▶ [Work to be completed]
Render every line of the listing below as a JSON array of strings, one string per line, and omit any blank lines.

▶ [Provided data]
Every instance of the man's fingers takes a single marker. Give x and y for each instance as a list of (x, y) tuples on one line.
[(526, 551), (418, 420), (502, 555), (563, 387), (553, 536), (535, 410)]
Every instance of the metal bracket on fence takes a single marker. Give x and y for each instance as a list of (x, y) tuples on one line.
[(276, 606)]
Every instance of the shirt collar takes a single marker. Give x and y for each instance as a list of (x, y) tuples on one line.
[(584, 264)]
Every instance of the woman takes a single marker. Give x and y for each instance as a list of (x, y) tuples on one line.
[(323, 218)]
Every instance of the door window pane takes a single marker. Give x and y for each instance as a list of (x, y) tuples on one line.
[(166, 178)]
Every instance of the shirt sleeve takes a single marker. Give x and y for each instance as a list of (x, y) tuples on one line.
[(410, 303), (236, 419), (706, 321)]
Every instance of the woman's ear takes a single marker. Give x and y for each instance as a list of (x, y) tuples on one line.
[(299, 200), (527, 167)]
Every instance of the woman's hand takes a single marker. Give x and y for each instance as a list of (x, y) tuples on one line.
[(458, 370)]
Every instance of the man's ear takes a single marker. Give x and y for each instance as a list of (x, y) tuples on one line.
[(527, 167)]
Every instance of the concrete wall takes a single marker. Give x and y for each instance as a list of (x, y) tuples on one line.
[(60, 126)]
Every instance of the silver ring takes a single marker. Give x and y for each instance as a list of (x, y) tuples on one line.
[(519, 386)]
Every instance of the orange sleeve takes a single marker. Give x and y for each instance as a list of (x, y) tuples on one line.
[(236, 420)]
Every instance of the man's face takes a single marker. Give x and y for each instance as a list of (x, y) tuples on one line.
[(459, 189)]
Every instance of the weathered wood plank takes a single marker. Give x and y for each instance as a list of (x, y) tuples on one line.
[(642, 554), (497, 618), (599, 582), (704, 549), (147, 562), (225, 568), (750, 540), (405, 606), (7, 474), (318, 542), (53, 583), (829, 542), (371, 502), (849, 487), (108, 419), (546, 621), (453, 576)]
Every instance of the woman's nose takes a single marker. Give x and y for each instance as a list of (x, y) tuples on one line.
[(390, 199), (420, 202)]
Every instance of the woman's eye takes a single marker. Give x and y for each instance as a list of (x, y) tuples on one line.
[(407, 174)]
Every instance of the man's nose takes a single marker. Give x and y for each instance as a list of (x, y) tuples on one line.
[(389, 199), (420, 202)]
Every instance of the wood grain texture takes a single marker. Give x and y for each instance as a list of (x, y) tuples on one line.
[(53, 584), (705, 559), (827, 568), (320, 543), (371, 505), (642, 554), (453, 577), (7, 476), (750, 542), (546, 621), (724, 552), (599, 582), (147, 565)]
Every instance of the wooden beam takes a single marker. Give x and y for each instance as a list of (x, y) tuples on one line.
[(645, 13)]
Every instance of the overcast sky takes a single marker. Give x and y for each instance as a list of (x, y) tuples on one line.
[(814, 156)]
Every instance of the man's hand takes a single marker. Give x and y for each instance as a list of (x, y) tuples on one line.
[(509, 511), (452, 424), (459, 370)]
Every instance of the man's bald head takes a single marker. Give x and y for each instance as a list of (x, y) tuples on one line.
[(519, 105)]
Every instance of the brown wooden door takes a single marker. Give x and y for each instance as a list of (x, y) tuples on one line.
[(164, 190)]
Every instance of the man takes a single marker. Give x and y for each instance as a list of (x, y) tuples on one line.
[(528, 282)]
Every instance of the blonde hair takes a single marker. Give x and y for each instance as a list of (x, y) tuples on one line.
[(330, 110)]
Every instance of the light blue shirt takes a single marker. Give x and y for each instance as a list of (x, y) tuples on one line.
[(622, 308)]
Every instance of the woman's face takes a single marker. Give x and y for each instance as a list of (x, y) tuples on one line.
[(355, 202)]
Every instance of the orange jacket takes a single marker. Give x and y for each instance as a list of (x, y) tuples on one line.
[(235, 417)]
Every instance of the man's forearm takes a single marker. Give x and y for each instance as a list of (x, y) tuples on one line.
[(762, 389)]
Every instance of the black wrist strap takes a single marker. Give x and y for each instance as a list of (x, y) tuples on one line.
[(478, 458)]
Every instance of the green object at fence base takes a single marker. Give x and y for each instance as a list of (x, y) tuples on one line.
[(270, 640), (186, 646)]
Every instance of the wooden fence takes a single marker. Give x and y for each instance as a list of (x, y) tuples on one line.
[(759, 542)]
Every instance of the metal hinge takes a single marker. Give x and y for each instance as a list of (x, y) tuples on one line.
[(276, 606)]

▶ [Reply]
[
  "Every instance of the man's fingers takes a single marker. Give x and y for each instance as a list of (x, y) tuples on one line.",
  "[(526, 551), (418, 420), (502, 555), (563, 387), (553, 536), (535, 410)]",
  "Every instance of the metal bracket on fence takes a single marker. Give x and y for each instance as a list of (x, y) tuples on one line.",
  "[(276, 606)]",
  "Every instance of the shirt collar takes a single marker. Give x and y for each instance as a list of (x, y) tuples on one line.",
  "[(584, 264)]",
  "Every instance of the woman takes a single marker. Give x and y for each instance as a list of (x, y) tuples on one line.",
  "[(323, 218)]",
  "Every instance of the door window pane takes a single marker. Give x and y for each instance as a list of (x, y) tuples on one line.",
  "[(166, 178)]",
  "Every instance of the shirt sleeve takes a single marker. Give x and y for each instance as a list of (x, y) tuples on one line.",
  "[(410, 303), (236, 419), (706, 321)]",
  "Every instance of the woman's ear takes a single marker. Give x and y for each instance as a list of (x, y) tuples on one line.",
  "[(299, 200), (527, 167)]",
  "Every instance of the woman's hand takes a single marker. Give x and y for each instance as a list of (x, y) tuples on one line.",
  "[(458, 370)]",
  "Every instance of the man's ear takes a single marker. Give x and y for each instance as a list of (x, y) tuples on one line.",
  "[(527, 167)]",
  "Every instance of the concrete wall takes a single marker. Give x and y for each instance as a list of (x, y) tuples on one line.",
  "[(60, 126)]",
  "Every instance of the silver ring takes a single marker. Give x and y for each instance as a list of (x, y) tuples on one line.",
  "[(519, 386)]",
  "Every instance of the orange sleeve takes a single marker. Give x and y for each instance as a list of (x, y) tuples on one line.",
  "[(236, 420)]",
  "Every instance of the man's face takes a single marker. Give x and y for each instance as a list of (x, y) tuples on one line.",
  "[(459, 189)]",
  "Every instance of the weathered wood plank takes a single marker. Give x and y for each instance as a list of (x, y) tuples on one line.",
  "[(642, 554), (497, 618), (599, 582), (704, 549), (147, 562), (225, 568), (750, 540), (405, 606), (7, 474), (318, 542), (53, 583), (829, 542), (371, 502), (849, 487), (108, 419), (546, 621), (453, 576)]",
  "Every instance of the woman's nose takes a single marker. Give x and y for each instance as a list of (x, y) tuples on one line.",
  "[(390, 199), (420, 202)]",
  "Every instance of the woman's eye takes a single marker. Give x and y for each instance as a list of (x, y) tuples on one line.",
  "[(407, 174)]",
  "Every instance of the man's nose takes a single marker. Give x and y for each instance as a list of (x, y) tuples on one line.",
  "[(389, 199), (420, 202)]",
  "Every instance of the wood grain texture takes a single marker. Give x and y for each instance as a list of (x, y) tuples on one line.",
  "[(53, 584), (705, 559), (827, 568), (320, 543), (371, 505), (642, 554), (453, 577), (7, 476), (750, 542), (546, 621), (724, 552), (599, 582), (147, 565)]",
  "Every instance of the wooden beam takes a single marker. Give x and y for each instance as a list of (x, y) tuples on one line.",
  "[(645, 13)]",
  "Every instance of the overcast sky takes a single marker. Give x and y for each instance as a list of (x, y) tuples on one line.",
  "[(814, 156)]",
  "Every instance of the man's hand takes a single marker. Give x and y for each instance as a list of (x, y) tuples on one line.",
  "[(509, 511), (452, 424), (459, 370)]",
  "Every instance of the man's bald head takes a single marker. Give x and y for each instance as a list of (x, y) tuples on one line.",
  "[(519, 105)]",
  "Every instance of the brown wooden door takes a single marker. Give x and y for each instance as a list of (x, y) tuples on one line.",
  "[(164, 190)]",
  "Every instance of the man takes a single marker. Give x and y for each instance as a list of (x, y) tuples on one line.",
  "[(528, 282)]",
  "Every instance of the blonde hair takes a single marker. Give x and y for each instance as a list of (x, y) tuples on one line.",
  "[(330, 110)]",
  "Every instance of the light blue shirt takes a single marker. Give x and y for each instance as a list of (x, y) tuples on one line.",
  "[(622, 308)]",
  "Every instance of the woman's face takes a single marker. Give x and y for each instance as a list of (x, y) tuples on one line.",
  "[(355, 202)]",
  "Every instance of the orange jacket takes a single marker. Give x and y for each instance as a list of (x, y) tuples on one line.",
  "[(235, 417)]",
  "Every instance of the man's forearm takes a single marker. Give x and y for each instance as a list of (x, y) tuples on one line.",
  "[(762, 389)]",
  "Every instance of the black wrist strap takes a single marker. Give x and y for each instance as a list of (x, y) tuples on one line.",
  "[(478, 458)]",
  "Every instance of the green object at fence base takes a single marker. Give x and y for each instance as a list of (x, y) tuples on one line.",
  "[(270, 640), (186, 646)]",
  "Every instance of the wooden fence takes a single marker. Give x and y for each instance as a list of (x, y) tuples on one line.",
  "[(759, 542)]",
  "Every instance of the metal hinge takes a single marker. Give x and y for each instance as a list of (x, y) tuples on one line.",
  "[(276, 606)]"
]